◆ Given passage:
------------------------------------------------

Then make your choice. Do what's right. Be a hero.

I take superhero stories very seriously. I see them as stories of trauma and empowerment: Something truly terrible happens to someone. They don't curl up into a ball and wilt. They don't lash out at the world in rage. They don't obssess about controlling every aspect of their surroundings. Instead, they endeavor to live their life as best they can, trying to help others, forging that trauma into a source of strength. What could be more inspiring?

Do I take superheroes themselves "seriously"? I guess that depends on what you mean by "serious." Masks, costumes, secret lairs, and boy wonders are great if that's the kind of thing you like. If not, look to Buffy or the classic Greek stories of Herakles for the same pattern. The costumes aren't important. The issues are important. That's what I was getting at when I wrote:

From With Great Power... page 2:
QuoteI chose the word "melodramatic" to describe these types of stories because it embraces their roughness. Melodrama is drawn in broad strokes—characters are cast into archetypal roles rather than nuanced portraits—situations are simple, primal, and timeless. At the extreme edge of melodrama, it shades into the fully stylized cartoon. But I believe melodrama serves an ongoing purpose. These same primal conflicts are addressed again and again over the centuries because everyone faces them again and again in their daily lives.

If the costumes aren't important, then why superheroes? Well, it was through digging into the tropes of superheroes that I came to understand this story-pattern. It's very strong in superhero comics, particularly the ones I read when I was younger. Everyone who knows about superheroes understands that tension at the heart of the story. I know that some people think that that tension is a bug rather than a feature of the story. But I never set out to please everyone.

------------------------------------------------

◆ Exercise instructions: Can you restate the stretch from "I take superhero stories" through "be more inspiring?" in the superhero essay, switching "trauma" to "adversity"?

◆ Recorded information:
------------------------------------------------

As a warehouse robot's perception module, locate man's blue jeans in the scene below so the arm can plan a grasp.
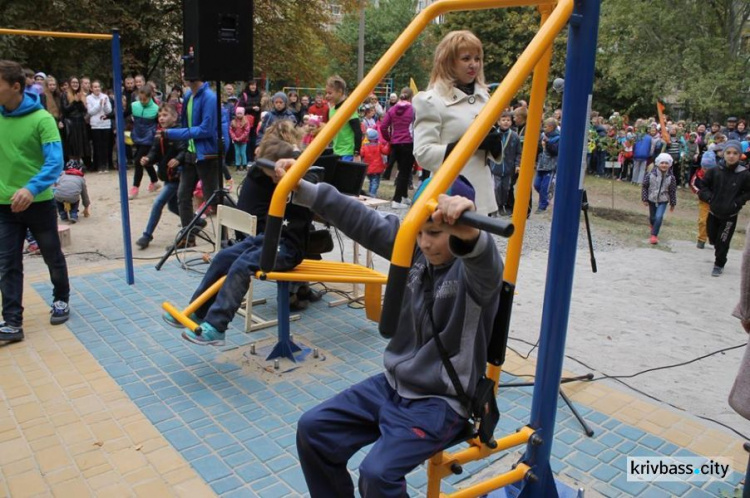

------------------------------------------------

◆ Reply to the exercise:
I take superhero stories very seriously. I see them as stories of adversity and empowerment: Something truly terrible happens to someone. They don't curl up into a ball and wilt. They don't lash out at the world in rage. They don't obssess about controlling every aspect of their surroundings. Instead, they endeavor to live their life as best they can, trying to help others, forging that adversity into a source of strength. What could be more inspiring?